Alabama has rather unusual ways of weighing things in drug trafficking cases. In other words, it's not what you would commonly think of with your regular math. Let me explain. Let's say we have a friend and his name is "Hard Luck Harry.". He goes to his dealer and says "hey, dealer sell me some cocaine, I want to buy 20 g." 

Well, the dealer says "well  I only have 30-gram packages, tell you what, since your good customer, I will sell you 30 ounces for the price 0f 20.

Hard Luck Harry says "Great". 

He buys the cocaine.

Harry doesn't know his dealer has cut that cocaine and he's really bought  28 grams of baking soda with 2 grams of cocaine. Harry also does know that his dealer has been working as an informant. 

The dealer calls the cops and says Harry just got some drugs. The cops bust  Harry. Harry finds himself in court charged with Trafficking in Cocaine. 

He is charged with trafficking because of the weight of cocaine. See section 13 A – 12 – 231 of the Alabama Code.

Harry says "Wait a minute, I only had 2 grams,  that's not fair". 

So how do you get 30 grams? You get that because Alabama Does Math the way Jethro, from the Beverly hillbillies, did math: "Readin, Rightin, Rithmatic!"

Alabama math is that if you have any drugs in a mixture and you can't separate the mixture you count the whole thing.
• • • • • • •
→ **Requests**
1) According to the passage on Alabama drug weights, what gets counted when drugs are in a mixture that can't be separated?
2) Write the next part of the passage on how Alabama weighs drugs in trafficking cases, picking up after its final sentence.
The entries that follow have nothing to do with the passage on Alabama drug weights.
• • • • • • •
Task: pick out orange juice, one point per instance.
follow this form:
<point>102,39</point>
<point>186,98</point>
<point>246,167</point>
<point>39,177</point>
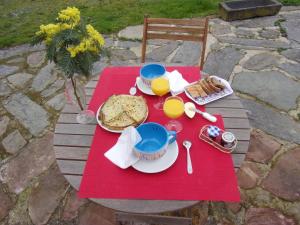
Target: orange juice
<point>160,86</point>
<point>173,107</point>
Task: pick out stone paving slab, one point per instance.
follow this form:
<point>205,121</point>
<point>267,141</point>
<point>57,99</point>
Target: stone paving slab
<point>268,87</point>
<point>283,180</point>
<point>31,115</point>
<point>253,54</point>
<point>188,54</point>
<point>261,61</point>
<point>13,142</point>
<point>222,62</point>
<point>19,80</point>
<point>272,122</point>
<point>254,42</point>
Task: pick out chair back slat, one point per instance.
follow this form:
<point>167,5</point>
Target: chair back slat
<point>132,218</point>
<point>176,29</point>
<point>189,22</point>
<point>174,37</point>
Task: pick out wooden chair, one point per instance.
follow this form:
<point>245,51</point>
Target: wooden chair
<point>134,219</point>
<point>176,29</point>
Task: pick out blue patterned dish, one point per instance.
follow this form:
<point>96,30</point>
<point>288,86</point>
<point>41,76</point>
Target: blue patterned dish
<point>155,140</point>
<point>150,72</point>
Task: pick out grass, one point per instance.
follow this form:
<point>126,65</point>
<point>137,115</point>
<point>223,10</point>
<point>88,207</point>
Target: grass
<point>19,19</point>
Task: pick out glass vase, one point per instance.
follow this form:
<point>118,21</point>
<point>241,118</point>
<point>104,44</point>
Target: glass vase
<point>75,94</point>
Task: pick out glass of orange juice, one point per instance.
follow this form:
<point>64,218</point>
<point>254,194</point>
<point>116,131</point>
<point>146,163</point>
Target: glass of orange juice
<point>174,108</point>
<point>160,86</point>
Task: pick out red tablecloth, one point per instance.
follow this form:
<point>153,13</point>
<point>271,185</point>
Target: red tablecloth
<point>213,177</point>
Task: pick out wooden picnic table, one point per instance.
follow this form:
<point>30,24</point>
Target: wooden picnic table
<point>72,143</point>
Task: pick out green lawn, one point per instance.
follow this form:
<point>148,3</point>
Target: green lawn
<point>19,19</point>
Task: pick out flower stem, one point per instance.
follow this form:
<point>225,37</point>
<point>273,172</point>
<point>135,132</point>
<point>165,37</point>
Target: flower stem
<point>75,93</point>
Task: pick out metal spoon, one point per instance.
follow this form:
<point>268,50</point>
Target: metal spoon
<point>132,90</point>
<point>188,144</point>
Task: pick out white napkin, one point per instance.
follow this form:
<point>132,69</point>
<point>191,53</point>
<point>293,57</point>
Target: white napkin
<point>177,82</point>
<point>121,154</point>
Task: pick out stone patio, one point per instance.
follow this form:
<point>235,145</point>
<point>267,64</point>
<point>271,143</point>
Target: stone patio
<point>261,59</point>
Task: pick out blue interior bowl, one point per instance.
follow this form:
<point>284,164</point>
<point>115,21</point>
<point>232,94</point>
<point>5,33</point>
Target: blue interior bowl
<point>152,71</point>
<point>154,138</point>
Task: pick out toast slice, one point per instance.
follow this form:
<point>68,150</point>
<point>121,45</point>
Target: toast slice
<point>111,109</point>
<point>121,111</point>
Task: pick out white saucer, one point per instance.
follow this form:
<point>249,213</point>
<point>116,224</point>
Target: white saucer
<point>161,164</point>
<point>143,88</point>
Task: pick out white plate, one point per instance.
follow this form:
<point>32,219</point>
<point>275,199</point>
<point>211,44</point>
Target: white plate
<point>143,88</point>
<point>110,130</point>
<point>213,97</point>
<point>161,164</point>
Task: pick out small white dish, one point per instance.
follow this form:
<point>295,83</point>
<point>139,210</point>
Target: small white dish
<point>161,164</point>
<point>110,130</point>
<point>143,87</point>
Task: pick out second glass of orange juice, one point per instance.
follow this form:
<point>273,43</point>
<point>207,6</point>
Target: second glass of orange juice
<point>160,86</point>
<point>174,108</point>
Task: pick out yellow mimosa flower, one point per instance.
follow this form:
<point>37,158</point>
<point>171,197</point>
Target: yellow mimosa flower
<point>70,14</point>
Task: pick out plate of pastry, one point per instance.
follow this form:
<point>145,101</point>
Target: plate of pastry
<point>208,90</point>
<point>121,111</point>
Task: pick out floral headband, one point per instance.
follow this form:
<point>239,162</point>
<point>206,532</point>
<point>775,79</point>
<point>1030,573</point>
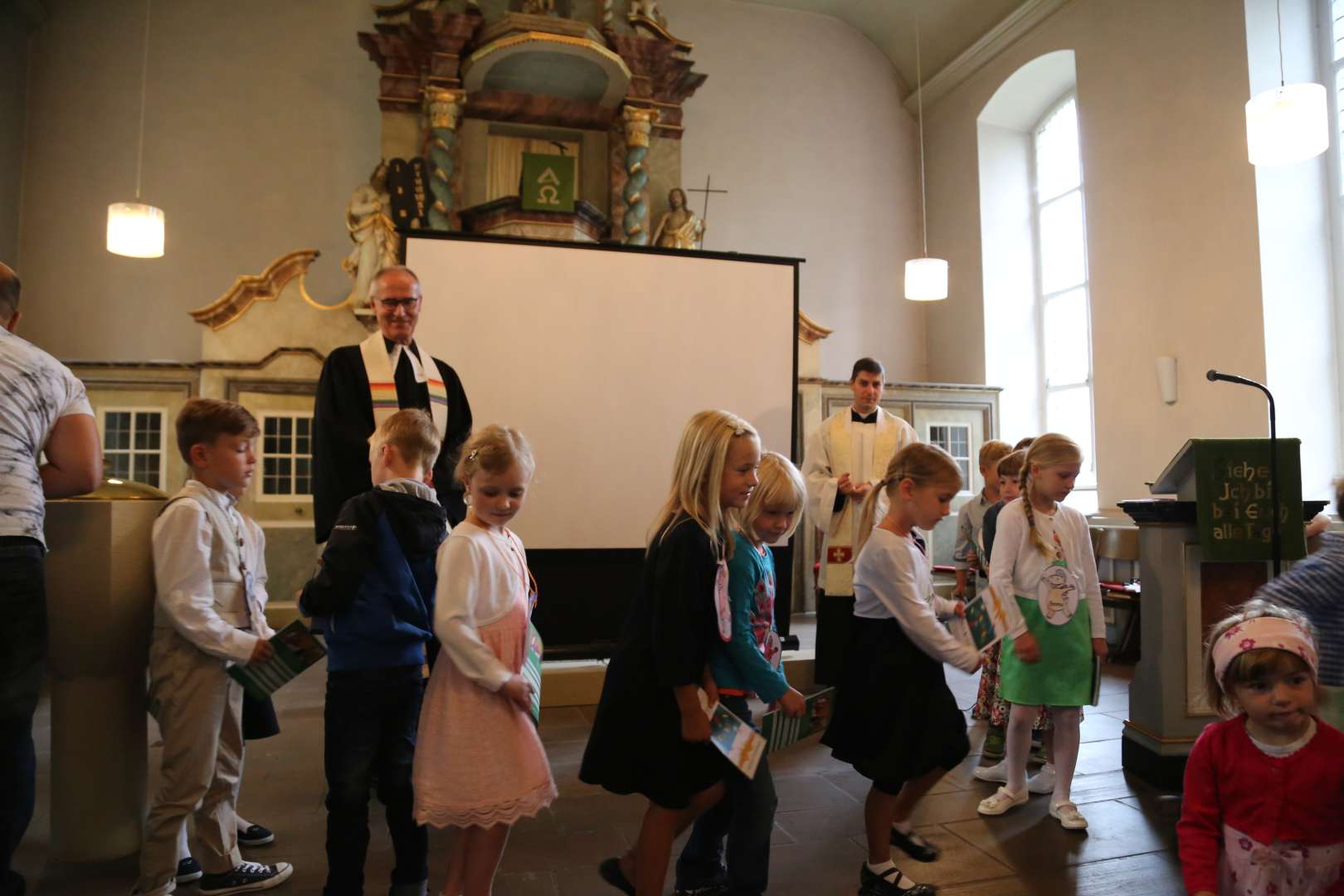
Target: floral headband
<point>1262,633</point>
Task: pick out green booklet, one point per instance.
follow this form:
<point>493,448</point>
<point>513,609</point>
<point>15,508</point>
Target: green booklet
<point>533,670</point>
<point>296,649</point>
<point>782,731</point>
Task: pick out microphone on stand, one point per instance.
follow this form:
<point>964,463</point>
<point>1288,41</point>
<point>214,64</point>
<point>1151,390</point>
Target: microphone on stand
<point>1215,377</point>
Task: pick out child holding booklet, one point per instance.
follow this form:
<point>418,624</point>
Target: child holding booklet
<point>747,664</point>
<point>1045,577</point>
<point>210,613</point>
<point>650,731</point>
<point>895,720</point>
<point>480,765</point>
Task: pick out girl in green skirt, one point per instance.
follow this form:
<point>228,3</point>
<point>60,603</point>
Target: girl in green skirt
<point>1043,577</point>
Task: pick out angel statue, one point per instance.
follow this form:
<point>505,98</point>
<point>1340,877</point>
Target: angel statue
<point>373,231</point>
<point>679,226</point>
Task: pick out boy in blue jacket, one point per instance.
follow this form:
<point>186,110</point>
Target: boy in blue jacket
<point>374,598</point>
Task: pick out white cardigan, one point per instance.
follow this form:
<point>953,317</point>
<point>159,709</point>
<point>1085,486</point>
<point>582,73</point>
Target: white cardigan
<point>1016,564</point>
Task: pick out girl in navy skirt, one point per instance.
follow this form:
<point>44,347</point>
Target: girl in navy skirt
<point>895,720</point>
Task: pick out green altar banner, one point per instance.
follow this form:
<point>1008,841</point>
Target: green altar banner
<point>548,182</point>
<point>1233,499</point>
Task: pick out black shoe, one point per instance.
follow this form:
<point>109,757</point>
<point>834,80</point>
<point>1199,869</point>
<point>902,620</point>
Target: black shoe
<point>188,869</point>
<point>256,835</point>
<point>611,874</point>
<point>246,878</point>
<point>711,889</point>
<point>888,884</point>
<point>916,846</point>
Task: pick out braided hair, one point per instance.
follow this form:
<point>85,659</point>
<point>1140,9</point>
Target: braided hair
<point>1046,450</point>
<point>921,464</point>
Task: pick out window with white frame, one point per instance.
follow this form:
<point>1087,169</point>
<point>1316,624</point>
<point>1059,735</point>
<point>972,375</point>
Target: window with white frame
<point>286,455</point>
<point>1064,319</point>
<point>953,438</point>
<point>132,445</point>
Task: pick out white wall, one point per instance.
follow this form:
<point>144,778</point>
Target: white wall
<point>801,121</point>
<point>1172,234</point>
<point>261,121</point>
<point>14,66</point>
<point>1296,258</point>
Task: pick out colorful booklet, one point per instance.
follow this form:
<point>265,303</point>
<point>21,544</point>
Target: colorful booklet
<point>734,738</point>
<point>296,649</point>
<point>533,670</point>
<point>782,731</point>
<point>984,625</point>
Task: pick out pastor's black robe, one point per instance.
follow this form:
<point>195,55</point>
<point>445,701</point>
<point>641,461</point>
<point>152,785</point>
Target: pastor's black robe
<point>343,419</point>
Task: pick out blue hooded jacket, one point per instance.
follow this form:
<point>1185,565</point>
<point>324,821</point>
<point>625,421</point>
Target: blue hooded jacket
<point>374,594</point>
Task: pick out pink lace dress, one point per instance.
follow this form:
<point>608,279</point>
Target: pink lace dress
<point>479,759</point>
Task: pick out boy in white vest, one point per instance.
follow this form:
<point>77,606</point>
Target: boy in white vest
<point>208,614</point>
<point>845,457</point>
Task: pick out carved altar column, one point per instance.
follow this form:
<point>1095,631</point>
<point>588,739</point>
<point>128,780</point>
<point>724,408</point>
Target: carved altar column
<point>442,109</point>
<point>639,123</point>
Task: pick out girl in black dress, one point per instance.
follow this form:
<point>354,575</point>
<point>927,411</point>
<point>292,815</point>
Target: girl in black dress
<point>650,735</point>
<point>895,720</point>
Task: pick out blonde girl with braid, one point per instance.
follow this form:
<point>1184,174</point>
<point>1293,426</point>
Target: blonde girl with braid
<point>895,720</point>
<point>1043,577</point>
<point>650,737</point>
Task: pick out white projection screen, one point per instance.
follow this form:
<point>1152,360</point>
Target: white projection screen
<point>600,355</point>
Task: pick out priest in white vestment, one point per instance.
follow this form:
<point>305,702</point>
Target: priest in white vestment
<point>845,458</point>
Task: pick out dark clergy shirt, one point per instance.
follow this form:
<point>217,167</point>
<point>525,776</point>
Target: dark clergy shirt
<point>343,419</point>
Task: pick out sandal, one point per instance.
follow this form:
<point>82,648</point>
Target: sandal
<point>1069,816</point>
<point>1001,801</point>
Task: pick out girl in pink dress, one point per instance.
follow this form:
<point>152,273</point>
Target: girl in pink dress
<point>1264,805</point>
<point>479,762</point>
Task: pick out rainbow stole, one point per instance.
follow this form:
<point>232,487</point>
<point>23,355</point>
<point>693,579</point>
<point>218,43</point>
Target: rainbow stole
<point>382,386</point>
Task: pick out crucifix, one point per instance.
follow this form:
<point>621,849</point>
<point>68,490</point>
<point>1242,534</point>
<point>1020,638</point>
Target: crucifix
<point>707,190</point>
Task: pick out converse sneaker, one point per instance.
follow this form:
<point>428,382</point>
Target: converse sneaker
<point>188,869</point>
<point>1001,801</point>
<point>1043,782</point>
<point>245,878</point>
<point>256,835</point>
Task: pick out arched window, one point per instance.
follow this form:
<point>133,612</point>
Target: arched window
<point>1034,245</point>
<point>1064,329</point>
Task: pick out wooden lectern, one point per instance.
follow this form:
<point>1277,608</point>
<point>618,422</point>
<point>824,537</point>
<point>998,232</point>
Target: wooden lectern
<point>1199,553</point>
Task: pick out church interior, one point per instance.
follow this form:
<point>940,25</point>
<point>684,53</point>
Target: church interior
<point>1079,167</point>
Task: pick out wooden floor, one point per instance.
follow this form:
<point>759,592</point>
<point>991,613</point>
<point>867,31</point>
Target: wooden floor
<point>817,845</point>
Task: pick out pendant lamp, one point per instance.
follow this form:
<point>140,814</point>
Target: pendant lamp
<point>136,229</point>
<point>1288,123</point>
<point>926,278</point>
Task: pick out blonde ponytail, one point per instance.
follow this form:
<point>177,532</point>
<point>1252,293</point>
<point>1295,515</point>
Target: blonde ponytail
<point>923,465</point>
<point>1046,450</point>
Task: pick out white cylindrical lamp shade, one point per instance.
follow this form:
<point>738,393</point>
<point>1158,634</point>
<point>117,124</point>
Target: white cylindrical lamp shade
<point>1287,124</point>
<point>134,230</point>
<point>926,280</point>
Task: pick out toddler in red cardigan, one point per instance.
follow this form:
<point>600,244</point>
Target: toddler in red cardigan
<point>1264,805</point>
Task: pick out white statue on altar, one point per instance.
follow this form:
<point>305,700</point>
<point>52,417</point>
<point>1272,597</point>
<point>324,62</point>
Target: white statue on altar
<point>371,229</point>
<point>679,226</point>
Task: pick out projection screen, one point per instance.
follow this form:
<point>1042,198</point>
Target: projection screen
<point>600,355</point>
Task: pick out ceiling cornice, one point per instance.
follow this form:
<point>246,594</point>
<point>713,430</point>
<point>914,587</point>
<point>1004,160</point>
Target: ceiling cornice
<point>977,56</point>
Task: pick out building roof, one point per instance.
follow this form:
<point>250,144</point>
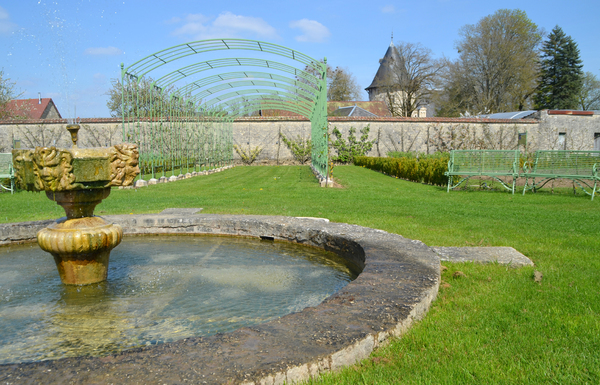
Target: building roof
<point>373,108</point>
<point>388,69</point>
<point>352,111</point>
<point>31,108</point>
<point>377,108</point>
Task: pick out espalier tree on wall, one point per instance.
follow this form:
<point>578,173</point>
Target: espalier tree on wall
<point>561,75</point>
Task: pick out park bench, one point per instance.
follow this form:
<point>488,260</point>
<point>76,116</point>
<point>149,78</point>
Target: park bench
<point>7,172</point>
<point>579,166</point>
<point>491,163</point>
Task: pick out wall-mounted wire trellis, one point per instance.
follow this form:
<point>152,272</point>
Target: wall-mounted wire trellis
<point>181,115</point>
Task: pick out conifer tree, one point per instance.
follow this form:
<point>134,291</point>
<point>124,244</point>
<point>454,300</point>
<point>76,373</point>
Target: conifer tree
<point>561,76</point>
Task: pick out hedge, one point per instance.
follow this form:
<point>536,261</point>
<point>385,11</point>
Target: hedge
<point>427,169</point>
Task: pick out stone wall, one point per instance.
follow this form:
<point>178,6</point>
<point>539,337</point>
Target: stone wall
<point>425,135</point>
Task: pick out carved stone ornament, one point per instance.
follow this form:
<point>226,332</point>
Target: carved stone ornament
<point>53,169</point>
<point>78,180</point>
<point>124,159</point>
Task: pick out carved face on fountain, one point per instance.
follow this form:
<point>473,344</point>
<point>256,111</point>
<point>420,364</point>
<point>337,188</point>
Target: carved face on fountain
<point>78,180</point>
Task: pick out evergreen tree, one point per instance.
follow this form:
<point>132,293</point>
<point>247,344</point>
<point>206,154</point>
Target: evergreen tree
<point>561,75</point>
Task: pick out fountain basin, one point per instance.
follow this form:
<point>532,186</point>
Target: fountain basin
<point>398,282</point>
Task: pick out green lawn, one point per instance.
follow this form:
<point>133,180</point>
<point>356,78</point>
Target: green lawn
<point>496,325</point>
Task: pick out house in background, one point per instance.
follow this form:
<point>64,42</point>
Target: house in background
<point>385,86</point>
<point>41,108</point>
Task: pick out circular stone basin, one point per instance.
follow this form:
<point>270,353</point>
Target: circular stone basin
<point>160,289</point>
<point>398,280</point>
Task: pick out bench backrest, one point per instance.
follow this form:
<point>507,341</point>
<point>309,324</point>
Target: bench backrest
<point>6,170</point>
<point>565,162</point>
<point>484,161</point>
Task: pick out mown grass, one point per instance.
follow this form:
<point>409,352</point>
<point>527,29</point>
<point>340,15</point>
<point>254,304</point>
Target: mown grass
<point>493,325</point>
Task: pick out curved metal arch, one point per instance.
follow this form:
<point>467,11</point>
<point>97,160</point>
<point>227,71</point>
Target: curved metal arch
<point>254,103</point>
<point>160,58</point>
<point>192,69</point>
<point>230,76</point>
<point>257,91</point>
<point>248,83</point>
<point>315,111</point>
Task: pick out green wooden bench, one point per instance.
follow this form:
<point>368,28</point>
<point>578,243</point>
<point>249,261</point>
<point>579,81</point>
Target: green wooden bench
<point>7,171</point>
<point>491,163</point>
<point>579,166</point>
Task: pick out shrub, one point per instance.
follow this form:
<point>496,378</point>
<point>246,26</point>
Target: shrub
<point>421,168</point>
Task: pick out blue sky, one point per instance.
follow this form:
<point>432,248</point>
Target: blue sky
<point>69,50</point>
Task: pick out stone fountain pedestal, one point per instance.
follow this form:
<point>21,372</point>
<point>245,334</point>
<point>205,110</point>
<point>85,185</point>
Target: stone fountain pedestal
<point>78,180</point>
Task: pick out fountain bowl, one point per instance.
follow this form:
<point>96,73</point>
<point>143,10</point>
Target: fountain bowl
<point>399,279</point>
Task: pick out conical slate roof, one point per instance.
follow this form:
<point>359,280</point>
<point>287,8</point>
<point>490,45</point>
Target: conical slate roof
<point>388,71</point>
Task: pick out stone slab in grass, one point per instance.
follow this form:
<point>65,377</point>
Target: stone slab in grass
<point>501,255</point>
<point>181,211</point>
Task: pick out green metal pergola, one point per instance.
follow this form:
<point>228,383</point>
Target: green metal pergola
<point>181,115</point>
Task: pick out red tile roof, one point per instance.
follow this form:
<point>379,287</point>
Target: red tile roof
<point>31,108</point>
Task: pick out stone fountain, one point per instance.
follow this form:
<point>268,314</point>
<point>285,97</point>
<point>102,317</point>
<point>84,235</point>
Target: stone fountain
<point>78,180</point>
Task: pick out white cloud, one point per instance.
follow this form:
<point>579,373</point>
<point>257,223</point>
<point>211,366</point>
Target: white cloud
<point>312,31</point>
<point>6,26</point>
<point>226,25</point>
<point>388,9</point>
<point>103,51</point>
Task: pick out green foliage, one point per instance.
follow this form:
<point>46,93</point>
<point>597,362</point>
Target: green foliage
<point>497,66</point>
<point>423,168</point>
<point>561,75</point>
<point>347,150</point>
<point>8,93</point>
<point>495,325</point>
<point>248,155</point>
<point>299,147</point>
<point>589,95</point>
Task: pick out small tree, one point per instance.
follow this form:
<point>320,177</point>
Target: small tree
<point>561,75</point>
<point>347,150</point>
<point>589,95</point>
<point>300,148</point>
<point>411,79</point>
<point>7,93</point>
• • • • • • •
→ **Answers to the problems**
1) The whole mixture is counted.

2)
So for Hard Luck Harry, even though he only got 2 grams of actual cocaine, and, 20 grams of baking soda; he is charged with all 30 grams. That's enough to get Harry a trafficking charge. If he's convicted of trafficking he's looking at in life in prison. 

So Alabama has a peculiar way of weighing things. When it comes to drug trafficking cases, if the mixture is separable then it doesn't count. 

Say we have another druggy guy named Lucky Larry. Lucky Larry decides to get cocaine. He goes to his dealer and says "I would like to buy a trafficking amount of crack rocks, 30 grams ". The drug dealer sells Lucky Larry 2 grams of real cocaine and crushes up some ivory soap so it looks like rocks of cocaine. He sells Lucky Larry 30 grams of this. 

Larry is arrested. Larry is not charged with trafficking. That's because this mixture of crack and "soap-rocks" is easily separable. Larry is only charged with possession of cocaine because it is easy to separate the actual rocks of cocaine from the fake rocks of cocaine that are soap.